二叉排序树的c++实现
完整代码和测试在我的github:https://github.com/yqtaowhu

#pragma once
template <typename T>
struct BSTNode
{
    T m_nValue;
    BSTNode *m_pLeft;
    BSTNode *m_pRight;
};
template <typename T>
class BST
{
public:
    BST(T r[],int n);
    void InsertBST(BSTNode<T> *&R, BSTNode<T> *s);//插入数据在BST,R根结点，插入结点s
    BSTNode<T> *Search(BSTNode<T> *r, T key);
    bool DeleteBST(BSTNode<T>*&R, T key);//删除key
    void Delete(BSTNode<T>*&R);
    BSTNode<T> * GetpRoot();
private:
    BSTNode <T> *root;

};
template <typename T>
void BST<T>::InsertBST(BSTNode<T> *&R, BSTNode<T> *s)
{
    if (R == nullptr)
        R = s;//R为空，将s直接插入
    else if (s->m_nValue < R->m_nValue)
        InsertBST(R->m_pLeft, s);//递归向左子树中插入
    else
        InsertBST(R->m_pRight, s);

}
//构造BST的过程即是一个反复插入的过程
template <typename T>
BST<T>::BST(T r[], int n)

列表条目:

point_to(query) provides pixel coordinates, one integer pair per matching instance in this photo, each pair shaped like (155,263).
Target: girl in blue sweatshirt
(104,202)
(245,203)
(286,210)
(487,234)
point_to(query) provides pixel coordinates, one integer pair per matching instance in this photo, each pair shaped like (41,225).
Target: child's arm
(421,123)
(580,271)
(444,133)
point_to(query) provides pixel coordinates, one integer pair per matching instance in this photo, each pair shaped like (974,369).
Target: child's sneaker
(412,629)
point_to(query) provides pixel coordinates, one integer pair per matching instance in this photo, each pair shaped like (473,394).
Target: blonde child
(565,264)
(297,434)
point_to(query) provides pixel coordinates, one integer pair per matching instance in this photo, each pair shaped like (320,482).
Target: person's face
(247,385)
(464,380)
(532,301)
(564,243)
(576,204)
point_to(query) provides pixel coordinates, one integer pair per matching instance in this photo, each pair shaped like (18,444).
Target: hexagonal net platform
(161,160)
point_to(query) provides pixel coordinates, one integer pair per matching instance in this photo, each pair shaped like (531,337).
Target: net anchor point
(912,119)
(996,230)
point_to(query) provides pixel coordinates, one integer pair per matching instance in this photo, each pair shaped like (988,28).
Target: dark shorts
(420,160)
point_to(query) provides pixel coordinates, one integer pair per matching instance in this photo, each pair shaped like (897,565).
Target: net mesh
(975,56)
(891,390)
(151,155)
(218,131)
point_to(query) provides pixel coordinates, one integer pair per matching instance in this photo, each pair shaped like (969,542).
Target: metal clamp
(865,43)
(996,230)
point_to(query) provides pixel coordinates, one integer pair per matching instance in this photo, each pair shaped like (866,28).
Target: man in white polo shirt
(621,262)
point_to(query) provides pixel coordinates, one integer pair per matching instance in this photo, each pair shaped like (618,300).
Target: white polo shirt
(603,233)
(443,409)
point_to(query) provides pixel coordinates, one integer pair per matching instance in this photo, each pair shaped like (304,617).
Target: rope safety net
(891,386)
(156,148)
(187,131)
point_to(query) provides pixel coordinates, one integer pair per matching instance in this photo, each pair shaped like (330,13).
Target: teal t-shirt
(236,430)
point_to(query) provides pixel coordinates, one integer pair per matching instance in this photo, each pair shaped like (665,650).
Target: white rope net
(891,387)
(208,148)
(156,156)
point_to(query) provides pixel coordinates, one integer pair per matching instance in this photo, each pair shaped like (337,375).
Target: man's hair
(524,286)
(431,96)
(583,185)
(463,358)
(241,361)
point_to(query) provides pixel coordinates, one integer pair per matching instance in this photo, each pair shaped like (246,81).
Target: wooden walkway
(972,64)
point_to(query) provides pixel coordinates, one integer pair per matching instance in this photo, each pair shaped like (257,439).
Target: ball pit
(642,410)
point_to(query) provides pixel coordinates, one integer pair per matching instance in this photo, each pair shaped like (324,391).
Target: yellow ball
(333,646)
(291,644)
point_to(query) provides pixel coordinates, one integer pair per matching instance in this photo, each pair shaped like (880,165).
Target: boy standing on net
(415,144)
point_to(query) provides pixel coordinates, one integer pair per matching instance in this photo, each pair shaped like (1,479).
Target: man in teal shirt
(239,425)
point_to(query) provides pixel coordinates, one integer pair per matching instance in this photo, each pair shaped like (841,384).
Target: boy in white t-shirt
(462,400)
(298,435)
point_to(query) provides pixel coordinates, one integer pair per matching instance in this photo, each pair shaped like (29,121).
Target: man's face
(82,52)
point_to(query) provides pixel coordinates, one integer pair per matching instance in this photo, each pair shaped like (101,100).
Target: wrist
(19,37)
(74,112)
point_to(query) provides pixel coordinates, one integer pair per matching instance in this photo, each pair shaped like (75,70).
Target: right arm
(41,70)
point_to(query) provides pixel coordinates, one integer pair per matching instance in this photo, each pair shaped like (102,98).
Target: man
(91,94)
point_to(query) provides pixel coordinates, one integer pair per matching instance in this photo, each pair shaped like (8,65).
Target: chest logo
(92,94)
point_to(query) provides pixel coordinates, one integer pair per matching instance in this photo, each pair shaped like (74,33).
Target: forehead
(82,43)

练习要求:
A) 在二叉排序树的C++实现代码中，注释将构造二叉排序树的过程描述为什么过程？
B) 请续写二叉排序树的C++实现代码，从构造函数 BST(T r[], int n) 的定义行之后接着写下去。

练习结果:
A) 构造二叉排序树的过程即是一个反复插入的过程。

B)
{
    root = nullptr;
    for (size_t i = 0; i < n; i++)
    {
        BSTNode<T> *s = new BSTNode<T>;
        s->m_nValue = r[i];
        s->m_pLeft= nullptr;
        s->m_pRight = nullptr;
        InsertBST(root, s);//插入
    }
}
template <typename T>
BSTNode<T>* BST<T>::Search(BSTNode<T> *r, T key)
{
    if (r == nullptr)
        return nullptr;
    if (key == r->m_nValue)
        return r;
    else if (r->m_nValue > key)
        return Search(r->m_pLeft, key);
    else
        return Search(r->m_pRight, key);
}
template <typename T>
bool BST<T>::DeleteBST(BSTNode<T>*&R, T key)
{
    if (R == nullptr)
        return false;
    else if (R->m_nValue == key)
    {
        Delete(R);
        return true;
    }
    else if (key < R->m_nValue)
        return DeleteBST(R->m_pLeft, key);//查找key值
    else
        return DeleteBST(R->m_pRight, key);
}
//删除情况分为三种情况
//仔细理解
template <typename T>
void BST<T>::Delete(BSTNode<T>*&R)
{
    BSTNode<T>*q, *s;
    if (R->m_pLeft==nullptr)//如果其左子树为空
    {
        q = R;
        R = R->m_pRight;//R的右子数赋给R
        delete q;//删除q,即以前的R
    }
    if (R->m_pRight==nullptr)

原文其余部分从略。